TEXT SEGMENT
────────────────────────────────────────

Probability Theory 27 | kσ-intervals

TL;DR

Define the kσ interval as [μ − kσ, μ + kσ], where μ = E[X] and σ = √Var(X].

Briefing Cornell Notes

Briefing

K-sigma intervals give a distribution-agnostic way to bound how much probability mass lies near the mean: for any random variable with finite expectation and variance, the probability of landing within μ ± kσ is at least 1 − 1/k². The key tool behind this guarantee is Chebyshev’s inequality, which turns variance information into a universal statement about deviations from the mean—no assumption of normality required.

Start with a random variable X whose expectation μ and variance σ² are finite. The kσ interval is defined as the set of outcomes where X stays within k standard deviations of the mean, i.e., X ∈ [μ − kσ, μ + kσ] (typically a closed interval). The question becomes: what is P(μ − kσ ≤ X ≤ μ + kσ)? Chebyshev’s inequality bounds the probability of large deviations, but it naturally targets events of the form |X − μ| > ε. Setting ε = kσ and converting to the complement yields the bound

P(|X − μ| ≤ kσ) ≥ 1 − Var(X)/ε² = 1 − σ²/(k²σ²) = 1 − 1/k².

This estimate is weak for k = 1 (it becomes non-informative), but it becomes meaningful for k ≥ 2. For k = 2, the lower bound is 1 − 1/4 = 3/4, so at least 75% of outcomes fall inside the “two sigma” interval. For k = 3, the bound becomes 1 − 1/9 = 8/9, meaning at least about 88.9% of outcomes lie within μ ± 3σ.

The universality matters: these percentages hold for any distribution with finite variance, even if the true probability could be much higher. The normal distribution is the benchmark case where the actual coverage is far better than Chebyshev’s guarantee. For a standard normal variable (μ = 0, σ = 1), the familiar empirical/known probabilities are approximately 68% within 1σ, about 95% within 2σ, and about 99.7% within 3σ.

To illustrate the improvement over Chebyshev’s bound, the transcript describes a simulation in R using the standard normal distribution (via Norm). By drawing n samples (e.g., 1,000), then counting the fraction that fall between −k and +k, the observed proportions cluster around the classic normal-rule values: roughly 68% for k = 1, around 95% for k = 2, and near 99% for k = 3, converging toward 99.7% as sample size grows. The takeaway is practical: Chebyshev provides a conservative, distribution-free safety net, while the normal distribution delivers much tighter concentration around the mean—especially for the 1σ/2σ/3σ intervals that recur throughout statistics.

────────────────────────────────────────

(Entries pointing to named objects)
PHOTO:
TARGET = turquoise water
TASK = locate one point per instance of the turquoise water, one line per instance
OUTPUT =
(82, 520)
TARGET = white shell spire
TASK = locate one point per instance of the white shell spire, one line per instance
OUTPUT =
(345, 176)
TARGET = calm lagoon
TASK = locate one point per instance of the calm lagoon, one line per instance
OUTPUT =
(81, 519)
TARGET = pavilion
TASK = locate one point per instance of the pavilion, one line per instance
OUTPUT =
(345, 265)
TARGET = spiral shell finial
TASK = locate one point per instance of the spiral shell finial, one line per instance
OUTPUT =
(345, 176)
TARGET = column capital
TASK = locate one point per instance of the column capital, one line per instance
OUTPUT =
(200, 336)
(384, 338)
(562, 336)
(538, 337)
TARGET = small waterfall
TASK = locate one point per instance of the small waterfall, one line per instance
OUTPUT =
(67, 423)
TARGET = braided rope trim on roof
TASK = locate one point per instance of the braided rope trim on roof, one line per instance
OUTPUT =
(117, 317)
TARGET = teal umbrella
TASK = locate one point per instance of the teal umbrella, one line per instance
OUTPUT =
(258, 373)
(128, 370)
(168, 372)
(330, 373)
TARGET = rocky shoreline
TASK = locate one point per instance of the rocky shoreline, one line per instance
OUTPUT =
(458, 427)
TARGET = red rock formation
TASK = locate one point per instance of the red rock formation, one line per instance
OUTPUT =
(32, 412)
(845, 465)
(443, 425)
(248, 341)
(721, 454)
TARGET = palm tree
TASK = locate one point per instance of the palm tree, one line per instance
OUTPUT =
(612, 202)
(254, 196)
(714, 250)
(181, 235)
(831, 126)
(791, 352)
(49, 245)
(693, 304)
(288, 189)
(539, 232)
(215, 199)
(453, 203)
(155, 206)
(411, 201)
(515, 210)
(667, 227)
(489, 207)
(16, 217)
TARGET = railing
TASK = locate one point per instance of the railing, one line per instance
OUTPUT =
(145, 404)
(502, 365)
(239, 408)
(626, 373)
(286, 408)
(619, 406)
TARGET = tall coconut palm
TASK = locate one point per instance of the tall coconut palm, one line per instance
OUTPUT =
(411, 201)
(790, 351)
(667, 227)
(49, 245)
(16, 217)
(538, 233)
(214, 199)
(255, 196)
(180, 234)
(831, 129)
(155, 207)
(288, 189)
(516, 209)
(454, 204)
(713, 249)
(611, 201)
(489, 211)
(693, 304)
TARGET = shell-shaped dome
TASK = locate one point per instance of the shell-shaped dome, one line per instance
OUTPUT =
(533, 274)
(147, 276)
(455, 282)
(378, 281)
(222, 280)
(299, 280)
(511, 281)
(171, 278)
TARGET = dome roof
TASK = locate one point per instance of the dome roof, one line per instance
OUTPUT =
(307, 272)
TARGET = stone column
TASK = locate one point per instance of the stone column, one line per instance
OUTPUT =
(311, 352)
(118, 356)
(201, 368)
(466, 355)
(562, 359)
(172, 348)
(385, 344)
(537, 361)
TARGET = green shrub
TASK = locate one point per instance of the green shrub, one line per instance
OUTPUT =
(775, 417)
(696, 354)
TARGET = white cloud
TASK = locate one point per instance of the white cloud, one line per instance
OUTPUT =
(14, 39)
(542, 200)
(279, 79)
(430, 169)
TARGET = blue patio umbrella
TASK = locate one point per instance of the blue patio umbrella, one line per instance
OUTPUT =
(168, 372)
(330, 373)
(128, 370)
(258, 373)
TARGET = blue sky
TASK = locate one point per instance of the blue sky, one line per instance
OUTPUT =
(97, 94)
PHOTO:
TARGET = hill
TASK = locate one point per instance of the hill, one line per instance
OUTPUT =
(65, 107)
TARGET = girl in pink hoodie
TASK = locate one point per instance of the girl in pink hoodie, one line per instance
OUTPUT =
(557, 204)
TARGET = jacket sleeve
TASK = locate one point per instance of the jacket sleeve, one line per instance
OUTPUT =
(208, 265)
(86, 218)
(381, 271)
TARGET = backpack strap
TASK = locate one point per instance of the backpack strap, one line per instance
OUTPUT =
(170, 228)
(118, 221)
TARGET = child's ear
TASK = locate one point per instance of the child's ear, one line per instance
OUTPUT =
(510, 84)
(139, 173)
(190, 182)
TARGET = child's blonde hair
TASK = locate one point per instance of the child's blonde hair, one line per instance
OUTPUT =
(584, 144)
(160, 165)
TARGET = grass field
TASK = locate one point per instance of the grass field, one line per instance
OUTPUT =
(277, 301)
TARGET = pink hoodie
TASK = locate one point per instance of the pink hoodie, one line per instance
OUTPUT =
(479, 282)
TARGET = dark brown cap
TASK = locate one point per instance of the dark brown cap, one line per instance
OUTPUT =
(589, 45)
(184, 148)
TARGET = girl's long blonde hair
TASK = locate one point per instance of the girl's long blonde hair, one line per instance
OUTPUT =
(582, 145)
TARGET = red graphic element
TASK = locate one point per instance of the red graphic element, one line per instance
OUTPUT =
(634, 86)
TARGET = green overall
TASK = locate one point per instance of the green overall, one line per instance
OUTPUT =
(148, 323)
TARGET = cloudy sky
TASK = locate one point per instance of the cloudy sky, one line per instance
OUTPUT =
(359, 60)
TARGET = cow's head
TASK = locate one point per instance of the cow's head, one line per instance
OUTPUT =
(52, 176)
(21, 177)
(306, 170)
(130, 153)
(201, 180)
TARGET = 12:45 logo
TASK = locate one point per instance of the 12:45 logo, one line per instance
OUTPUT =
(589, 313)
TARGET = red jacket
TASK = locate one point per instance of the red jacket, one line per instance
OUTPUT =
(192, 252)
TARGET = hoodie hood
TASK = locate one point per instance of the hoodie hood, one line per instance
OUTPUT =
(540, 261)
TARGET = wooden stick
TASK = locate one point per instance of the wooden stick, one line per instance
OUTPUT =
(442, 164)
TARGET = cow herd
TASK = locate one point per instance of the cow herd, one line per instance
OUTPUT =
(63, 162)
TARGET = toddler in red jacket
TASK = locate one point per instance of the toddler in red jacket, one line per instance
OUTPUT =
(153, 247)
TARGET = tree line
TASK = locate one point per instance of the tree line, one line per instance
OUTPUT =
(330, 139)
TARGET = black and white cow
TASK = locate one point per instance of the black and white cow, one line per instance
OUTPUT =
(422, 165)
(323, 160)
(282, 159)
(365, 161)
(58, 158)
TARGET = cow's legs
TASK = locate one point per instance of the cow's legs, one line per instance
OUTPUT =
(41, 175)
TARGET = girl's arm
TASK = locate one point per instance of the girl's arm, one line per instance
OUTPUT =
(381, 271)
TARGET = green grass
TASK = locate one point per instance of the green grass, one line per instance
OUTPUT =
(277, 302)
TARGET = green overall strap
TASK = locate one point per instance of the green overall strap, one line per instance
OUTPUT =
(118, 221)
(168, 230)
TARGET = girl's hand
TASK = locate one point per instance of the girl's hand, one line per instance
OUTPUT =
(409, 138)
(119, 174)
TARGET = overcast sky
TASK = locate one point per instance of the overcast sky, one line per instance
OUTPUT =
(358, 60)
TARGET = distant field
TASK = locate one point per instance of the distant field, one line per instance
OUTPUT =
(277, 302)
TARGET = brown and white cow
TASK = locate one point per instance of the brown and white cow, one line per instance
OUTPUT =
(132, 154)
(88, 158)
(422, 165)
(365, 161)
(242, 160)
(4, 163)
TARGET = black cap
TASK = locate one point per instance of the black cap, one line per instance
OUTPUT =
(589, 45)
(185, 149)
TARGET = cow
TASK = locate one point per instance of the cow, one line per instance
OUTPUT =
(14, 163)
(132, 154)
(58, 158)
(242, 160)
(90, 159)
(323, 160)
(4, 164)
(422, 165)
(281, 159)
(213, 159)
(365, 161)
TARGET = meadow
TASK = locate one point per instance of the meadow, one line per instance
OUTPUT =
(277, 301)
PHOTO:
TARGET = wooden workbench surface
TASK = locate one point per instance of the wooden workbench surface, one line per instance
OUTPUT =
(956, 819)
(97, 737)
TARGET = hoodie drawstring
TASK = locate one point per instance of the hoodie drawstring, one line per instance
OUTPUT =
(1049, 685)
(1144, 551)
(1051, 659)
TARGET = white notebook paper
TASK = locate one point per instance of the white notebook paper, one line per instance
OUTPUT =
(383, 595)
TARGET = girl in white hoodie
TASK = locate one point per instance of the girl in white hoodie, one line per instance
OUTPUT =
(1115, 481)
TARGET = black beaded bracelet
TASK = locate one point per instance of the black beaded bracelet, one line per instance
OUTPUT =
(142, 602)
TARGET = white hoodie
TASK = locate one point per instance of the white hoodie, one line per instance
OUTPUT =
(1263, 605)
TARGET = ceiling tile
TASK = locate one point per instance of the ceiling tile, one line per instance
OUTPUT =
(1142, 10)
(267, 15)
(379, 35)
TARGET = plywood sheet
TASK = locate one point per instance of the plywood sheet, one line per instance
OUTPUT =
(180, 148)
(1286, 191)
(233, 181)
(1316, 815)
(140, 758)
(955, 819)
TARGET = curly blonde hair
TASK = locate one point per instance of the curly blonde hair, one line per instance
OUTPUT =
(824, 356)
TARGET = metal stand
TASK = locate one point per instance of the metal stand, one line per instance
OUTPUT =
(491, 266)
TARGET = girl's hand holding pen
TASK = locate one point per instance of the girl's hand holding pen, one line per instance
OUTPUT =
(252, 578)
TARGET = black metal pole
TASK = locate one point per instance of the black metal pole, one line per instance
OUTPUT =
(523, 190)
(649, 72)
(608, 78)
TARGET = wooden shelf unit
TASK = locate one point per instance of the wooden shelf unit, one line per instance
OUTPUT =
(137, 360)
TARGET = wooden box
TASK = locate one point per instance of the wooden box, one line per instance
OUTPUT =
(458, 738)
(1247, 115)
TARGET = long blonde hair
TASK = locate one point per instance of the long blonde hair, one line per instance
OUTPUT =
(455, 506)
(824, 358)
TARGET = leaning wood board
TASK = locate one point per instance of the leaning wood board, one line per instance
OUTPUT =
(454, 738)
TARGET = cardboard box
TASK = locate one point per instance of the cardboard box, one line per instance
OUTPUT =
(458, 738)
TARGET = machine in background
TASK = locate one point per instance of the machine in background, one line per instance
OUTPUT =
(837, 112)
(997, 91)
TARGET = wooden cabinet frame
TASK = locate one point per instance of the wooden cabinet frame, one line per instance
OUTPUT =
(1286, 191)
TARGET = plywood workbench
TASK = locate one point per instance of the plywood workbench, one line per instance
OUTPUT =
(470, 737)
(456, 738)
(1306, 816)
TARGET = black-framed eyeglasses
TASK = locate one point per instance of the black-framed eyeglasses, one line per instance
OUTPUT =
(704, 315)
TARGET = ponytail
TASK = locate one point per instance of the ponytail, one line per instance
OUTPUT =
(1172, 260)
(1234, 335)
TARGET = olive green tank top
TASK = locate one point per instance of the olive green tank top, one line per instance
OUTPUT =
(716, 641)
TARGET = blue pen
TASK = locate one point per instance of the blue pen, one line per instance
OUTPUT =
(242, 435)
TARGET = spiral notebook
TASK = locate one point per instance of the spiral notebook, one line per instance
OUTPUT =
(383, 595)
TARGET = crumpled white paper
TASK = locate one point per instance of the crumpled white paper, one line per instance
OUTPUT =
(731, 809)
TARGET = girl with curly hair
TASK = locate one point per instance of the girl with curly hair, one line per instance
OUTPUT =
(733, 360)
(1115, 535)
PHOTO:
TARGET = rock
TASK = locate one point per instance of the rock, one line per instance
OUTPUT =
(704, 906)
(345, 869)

────────────────────────────────────────

THE TASKS
[A] In the kσ-intervals text, the paragraph beginning "The universality matters" gives known probabilities for a standard normal variable. List each one together with its interval.
[B] Rewrite the paragraph of the kσ-intervals text that begins "This estimate is weak for k = 1" as a short bulleted list, keeping its main facts.
The listing has no connection to the kσ-intervals text.

SOLUTIONS BY TASK
[A]
- About 68% within 1σ
- About 95% within 2σ
- About 99.7% within 3σ

[B]
- For k = 1, the estimate is weak and non-informative.
- It becomes meaningful for k ≥ 2.
- For k = 2, the lower bound is 1 − 1/4 = 3/4, so at least 75% of outcomes fall inside the two-sigma interval.
- For k = 3, the bound is 1 − 1/9 = 8/9, so at least about 88.9% of outcomes lie within μ ± 3σ.